Set problem:
Everything from the line containing "Could you please spot the street" down to the last line of the entries below must be transcribed exactly, and nothing else.

Image location labeling entries:
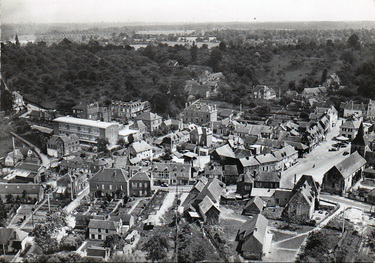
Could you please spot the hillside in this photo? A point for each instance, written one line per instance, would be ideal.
(62, 74)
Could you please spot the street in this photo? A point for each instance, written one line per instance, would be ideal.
(316, 163)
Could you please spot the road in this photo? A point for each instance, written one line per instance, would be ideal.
(316, 163)
(75, 203)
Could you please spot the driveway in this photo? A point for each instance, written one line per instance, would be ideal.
(316, 163)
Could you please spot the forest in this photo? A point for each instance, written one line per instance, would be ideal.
(61, 75)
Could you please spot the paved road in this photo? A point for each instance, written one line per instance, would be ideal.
(75, 203)
(320, 157)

Task output:
Could you please spot the street in this photo? A point for each instance, written one line per instance, would be ideal.
(316, 163)
Could you please spot the road in this photo? A point for each instance, written one line per instance, would be ideal.
(316, 163)
(75, 203)
Could you please spot the driveway in this photo? A point for each instance, written one line per instance, would be ideal.
(316, 163)
Could you please spot the forest in this photo? A point for each instance, written one line per instance, would be ideal.
(61, 75)
Could you please spot the paved road in this photo? A point for each instance, written one line per instance, would be ideal.
(75, 203)
(320, 157)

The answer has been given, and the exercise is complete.